*** Record set Section Begins ***
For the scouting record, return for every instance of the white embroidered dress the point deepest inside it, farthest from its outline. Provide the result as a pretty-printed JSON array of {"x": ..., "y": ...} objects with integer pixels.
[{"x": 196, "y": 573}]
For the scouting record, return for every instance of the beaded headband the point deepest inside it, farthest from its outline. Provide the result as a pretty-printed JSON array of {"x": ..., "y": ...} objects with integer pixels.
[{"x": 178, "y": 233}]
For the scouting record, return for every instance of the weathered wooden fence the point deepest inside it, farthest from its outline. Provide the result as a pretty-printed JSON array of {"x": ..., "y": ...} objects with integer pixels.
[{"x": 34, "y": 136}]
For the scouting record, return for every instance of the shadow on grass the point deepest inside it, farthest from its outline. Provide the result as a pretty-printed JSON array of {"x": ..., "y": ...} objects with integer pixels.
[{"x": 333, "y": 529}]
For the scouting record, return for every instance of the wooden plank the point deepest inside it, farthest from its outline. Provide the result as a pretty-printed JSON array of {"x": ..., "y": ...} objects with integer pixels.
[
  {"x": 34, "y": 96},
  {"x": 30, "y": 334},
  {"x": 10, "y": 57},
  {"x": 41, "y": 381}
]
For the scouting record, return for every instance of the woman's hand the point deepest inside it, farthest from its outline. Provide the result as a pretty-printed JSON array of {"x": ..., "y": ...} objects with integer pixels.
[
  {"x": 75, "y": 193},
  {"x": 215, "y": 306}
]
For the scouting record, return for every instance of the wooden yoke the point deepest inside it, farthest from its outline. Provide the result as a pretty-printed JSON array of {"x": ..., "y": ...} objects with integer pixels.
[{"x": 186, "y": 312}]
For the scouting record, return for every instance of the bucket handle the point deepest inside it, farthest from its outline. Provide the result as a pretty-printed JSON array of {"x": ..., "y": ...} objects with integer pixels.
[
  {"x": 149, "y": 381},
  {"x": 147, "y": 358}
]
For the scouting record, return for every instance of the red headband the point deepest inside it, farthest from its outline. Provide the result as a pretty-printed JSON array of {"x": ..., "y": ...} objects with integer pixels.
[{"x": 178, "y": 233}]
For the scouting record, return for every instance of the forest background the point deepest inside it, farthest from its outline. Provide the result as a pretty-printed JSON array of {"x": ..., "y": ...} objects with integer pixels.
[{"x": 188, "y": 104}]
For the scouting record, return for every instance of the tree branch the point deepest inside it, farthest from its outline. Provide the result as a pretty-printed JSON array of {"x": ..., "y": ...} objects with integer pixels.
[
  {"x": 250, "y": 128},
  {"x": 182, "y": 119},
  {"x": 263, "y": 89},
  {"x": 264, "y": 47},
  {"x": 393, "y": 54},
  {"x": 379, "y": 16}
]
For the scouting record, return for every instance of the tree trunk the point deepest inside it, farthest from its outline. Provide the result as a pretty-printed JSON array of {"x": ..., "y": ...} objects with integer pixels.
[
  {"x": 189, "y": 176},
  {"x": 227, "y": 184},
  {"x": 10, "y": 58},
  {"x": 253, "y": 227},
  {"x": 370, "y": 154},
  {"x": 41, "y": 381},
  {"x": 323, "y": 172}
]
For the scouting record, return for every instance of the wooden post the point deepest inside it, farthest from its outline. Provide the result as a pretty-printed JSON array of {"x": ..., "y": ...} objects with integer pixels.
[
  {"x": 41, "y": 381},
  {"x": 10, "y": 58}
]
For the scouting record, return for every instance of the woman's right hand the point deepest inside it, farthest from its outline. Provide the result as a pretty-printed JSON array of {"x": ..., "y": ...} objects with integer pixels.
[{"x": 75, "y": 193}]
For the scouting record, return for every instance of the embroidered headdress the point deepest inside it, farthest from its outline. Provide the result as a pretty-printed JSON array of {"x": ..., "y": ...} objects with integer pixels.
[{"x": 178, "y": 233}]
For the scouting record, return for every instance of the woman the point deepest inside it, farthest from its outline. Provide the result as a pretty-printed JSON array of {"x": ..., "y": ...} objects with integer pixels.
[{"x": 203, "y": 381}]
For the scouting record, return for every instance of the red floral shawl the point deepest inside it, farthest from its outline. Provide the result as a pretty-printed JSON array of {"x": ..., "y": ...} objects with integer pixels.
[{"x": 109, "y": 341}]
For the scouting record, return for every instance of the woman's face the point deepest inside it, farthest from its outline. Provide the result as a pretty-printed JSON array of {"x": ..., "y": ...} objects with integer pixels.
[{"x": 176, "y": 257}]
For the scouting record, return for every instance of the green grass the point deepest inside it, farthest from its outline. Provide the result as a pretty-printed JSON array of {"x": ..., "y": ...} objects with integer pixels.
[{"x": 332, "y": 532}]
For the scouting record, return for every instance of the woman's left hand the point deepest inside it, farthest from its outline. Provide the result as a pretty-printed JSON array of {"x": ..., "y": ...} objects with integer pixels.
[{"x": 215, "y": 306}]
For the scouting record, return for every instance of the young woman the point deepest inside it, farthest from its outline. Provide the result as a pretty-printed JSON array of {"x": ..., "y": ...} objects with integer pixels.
*** Record set Section Ends ***
# Description of the task
Make an exact copy of all the lines above.

# Answer for the task
For the scouting record, return for every instance of the white embroidered dress the point deepest inside it, farthest from its outline. Provide the result as a pretty-printed JSON array of {"x": ..., "y": ...} objects with integer pixels.
[{"x": 196, "y": 573}]
For the scouting record, return for every instance of the beaded headband the point deepest inside it, farthest from its outline. Provide the result as a pretty-printed JSON array of {"x": ..., "y": ...} objects with integer pixels.
[{"x": 178, "y": 233}]
For the scouting record, return for every instance of the weathered wooden fence the point deepest inside it, farthest from its outline. Provide the result as a pretty-printed JSON array of {"x": ..., "y": ...} objects with integer pixels.
[{"x": 34, "y": 136}]
For the scouting record, return for every instance of the shadow on grass the point deepest inside it, farthest from its outline. Provide the result as a pretty-printed JSON array of {"x": ..., "y": ...} objects with integer pixels.
[{"x": 333, "y": 529}]
For the scouting record, return for every instance of the wooden plank the point deepest inside it, farthest from its outline. Provide the result as a pretty-printed JSON array of {"x": ..., "y": ...} objects with integer pixels.
[
  {"x": 34, "y": 96},
  {"x": 30, "y": 334},
  {"x": 10, "y": 57},
  {"x": 41, "y": 381}
]
For the scouting record, return for every instance of the woman's hand the point deepest inside it, farthest from its outline. Provide the result as a pretty-printed JSON array of {"x": ..., "y": ...} objects with integer pixels.
[
  {"x": 75, "y": 193},
  {"x": 215, "y": 306}
]
For the scouting record, return for every instance of the wooden yoke the point deepest inside it, farthest from its outline. Provide the result as a pretty-printed JSON array of {"x": ..., "y": ...} objects with integer pixels.
[{"x": 186, "y": 312}]
For the scouting record, return for every instance of the bucket handle the point deepest inside it, farthest from its outline. Provide the result as a pretty-printed JSON array of {"x": ..., "y": ...} objects with integer pixels.
[
  {"x": 149, "y": 381},
  {"x": 147, "y": 358}
]
For the scouting record, return for every instance of the red headband the point deepest inside it, farthest from its outline. Provide the result as a pretty-printed JSON array of {"x": ..., "y": ...} objects with integer pixels.
[{"x": 178, "y": 233}]
For the scouting record, return for every instance of the forest background the point deepest inside it, farthest from its outline. Provide the result as a pretty-printed JSON array of {"x": ..., "y": ...} objects with integer pixels.
[{"x": 188, "y": 104}]
For the scouting record, return for every instance of the tree branch the point deepest inside it, farthest from its outline. Provide the result as a pretty-printed JSON array of {"x": ..., "y": ...} objects with integer pixels.
[
  {"x": 250, "y": 128},
  {"x": 182, "y": 119},
  {"x": 263, "y": 89},
  {"x": 264, "y": 47},
  {"x": 393, "y": 54},
  {"x": 379, "y": 16}
]
For the scouting record, return for every instance of the tree trunk the point deepest inside it, farthest from its outline. Provide the result as a pretty-printed JSON array of {"x": ..., "y": ...} objects with integer pixels.
[
  {"x": 189, "y": 176},
  {"x": 227, "y": 184},
  {"x": 10, "y": 58},
  {"x": 253, "y": 227},
  {"x": 370, "y": 154},
  {"x": 41, "y": 381},
  {"x": 323, "y": 172}
]
For the scouting record, return for every instance of the wooden post the point deepest inside it, farthest from its outline. Provide the result as a pretty-printed JSON array of {"x": ..., "y": ...} objects with integer pixels.
[
  {"x": 41, "y": 381},
  {"x": 10, "y": 58}
]
For the scouting record, return for every instance of the woman's right hand the point deepest inside it, farthest from its outline. Provide the result as a pretty-printed JSON array of {"x": ..., "y": ...} objects with integer pixels.
[{"x": 75, "y": 193}]
For the scouting record, return for every instance of the embroidered headdress the point deepest inside it, farthest from its outline. Provide the result as a pretty-printed JSON array of {"x": ..., "y": ...} objects with integer pixels.
[{"x": 178, "y": 233}]
For the scouting record, return for every instance of the woman the point deepest inside it, farthest from its outline. Provide the result as a pretty-printed JSON array of {"x": ..., "y": ...} objects with integer pixels.
[{"x": 203, "y": 381}]
For the scouting record, return for every instance of the red floral shawl the point deepest inside it, farthest from its outline. Provide the result as a pretty-printed JSON array of {"x": ..., "y": ...} objects with integer pixels.
[{"x": 109, "y": 341}]
For the scouting record, return for every instance of the woman's face the point deepest inside it, farthest from its outline. Provide the result as a pretty-printed JSON array of {"x": ..., "y": ...} objects with integer pixels.
[{"x": 176, "y": 257}]
For the scouting record, return for every instance of the green grass the point deepest inside it, farthest from its outline. Provide the result as a pretty-printed JSON array of {"x": ..., "y": ...} objects with integer pixels.
[{"x": 332, "y": 532}]
For the scouting record, return for every instance of the woman's left hand the point deepest inside it, farthest from its outline. Provide the result as a pretty-printed JSON array of {"x": ..., "y": ...} objects with integer pixels.
[{"x": 215, "y": 306}]
For the scouting record, return for every instance of the young woman the point deepest inside it, farthest from its outline. Provide the result as a pretty-printed JSON array of {"x": ..., "y": ...} objects with integer pixels.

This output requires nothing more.